EXERCISE DETAILS — Could you repeat word for word the lines of the listing below, starting at the line that contains "Where can the man be" and ending at the last line of the listing?

(A run of records)
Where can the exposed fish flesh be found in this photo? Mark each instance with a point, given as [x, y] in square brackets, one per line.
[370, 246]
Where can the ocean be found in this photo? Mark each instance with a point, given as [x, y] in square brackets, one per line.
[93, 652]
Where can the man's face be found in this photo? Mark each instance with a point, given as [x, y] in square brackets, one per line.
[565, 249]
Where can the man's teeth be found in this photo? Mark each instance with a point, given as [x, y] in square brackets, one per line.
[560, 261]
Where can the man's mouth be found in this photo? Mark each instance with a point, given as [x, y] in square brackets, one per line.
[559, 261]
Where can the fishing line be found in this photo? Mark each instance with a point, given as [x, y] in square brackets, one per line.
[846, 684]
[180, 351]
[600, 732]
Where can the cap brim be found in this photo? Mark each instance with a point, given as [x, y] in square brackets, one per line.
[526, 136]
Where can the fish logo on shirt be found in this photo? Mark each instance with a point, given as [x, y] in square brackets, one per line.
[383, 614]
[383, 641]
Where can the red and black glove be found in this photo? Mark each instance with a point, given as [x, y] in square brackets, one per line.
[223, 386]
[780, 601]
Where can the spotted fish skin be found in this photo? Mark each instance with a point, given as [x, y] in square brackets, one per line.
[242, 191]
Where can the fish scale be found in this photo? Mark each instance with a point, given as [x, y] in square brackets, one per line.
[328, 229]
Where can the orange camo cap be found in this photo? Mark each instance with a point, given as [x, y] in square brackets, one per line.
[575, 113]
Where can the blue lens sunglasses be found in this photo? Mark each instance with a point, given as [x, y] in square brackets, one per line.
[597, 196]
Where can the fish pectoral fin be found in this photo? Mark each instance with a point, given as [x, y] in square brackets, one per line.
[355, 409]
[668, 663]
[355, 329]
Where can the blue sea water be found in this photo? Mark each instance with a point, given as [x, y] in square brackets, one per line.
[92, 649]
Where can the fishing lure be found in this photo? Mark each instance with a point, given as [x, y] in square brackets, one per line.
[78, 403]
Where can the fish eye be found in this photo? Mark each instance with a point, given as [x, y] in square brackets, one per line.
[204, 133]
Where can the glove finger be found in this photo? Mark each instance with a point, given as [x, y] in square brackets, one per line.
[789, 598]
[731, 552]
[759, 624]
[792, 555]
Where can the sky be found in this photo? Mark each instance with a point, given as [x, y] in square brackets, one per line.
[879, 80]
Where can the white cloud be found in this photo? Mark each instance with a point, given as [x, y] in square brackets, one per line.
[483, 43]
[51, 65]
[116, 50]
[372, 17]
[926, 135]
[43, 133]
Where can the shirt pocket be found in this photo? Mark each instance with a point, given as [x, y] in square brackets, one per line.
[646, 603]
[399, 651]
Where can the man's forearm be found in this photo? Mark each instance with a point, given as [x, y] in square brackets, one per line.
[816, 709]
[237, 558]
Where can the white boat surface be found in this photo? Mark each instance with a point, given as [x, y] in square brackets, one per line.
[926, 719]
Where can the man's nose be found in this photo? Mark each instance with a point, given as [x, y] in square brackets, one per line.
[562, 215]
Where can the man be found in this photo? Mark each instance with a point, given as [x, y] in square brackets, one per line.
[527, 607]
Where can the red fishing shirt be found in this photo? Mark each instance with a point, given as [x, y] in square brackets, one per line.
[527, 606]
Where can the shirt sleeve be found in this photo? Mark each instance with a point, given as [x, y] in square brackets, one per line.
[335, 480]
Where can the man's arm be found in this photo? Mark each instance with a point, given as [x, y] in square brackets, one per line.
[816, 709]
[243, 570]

EXERCISE RESULT —
Where can the man be found in this photo? Mark each instance with a point, given as [x, y] in square brackets, one per line.
[527, 607]
Where can the red fishing shirt be found in this photo? Mark each instance with a point, given as [x, y] in square brackets, one per line.
[527, 606]
Where can the shirt sleeve be found in this photo? Mark each instance with a point, given as [x, y] in square brackets, one per line.
[335, 480]
Where can the man's arm be found in this photo? Mark each instance with a point, given as [x, y] in square brackets, one per line.
[816, 709]
[243, 570]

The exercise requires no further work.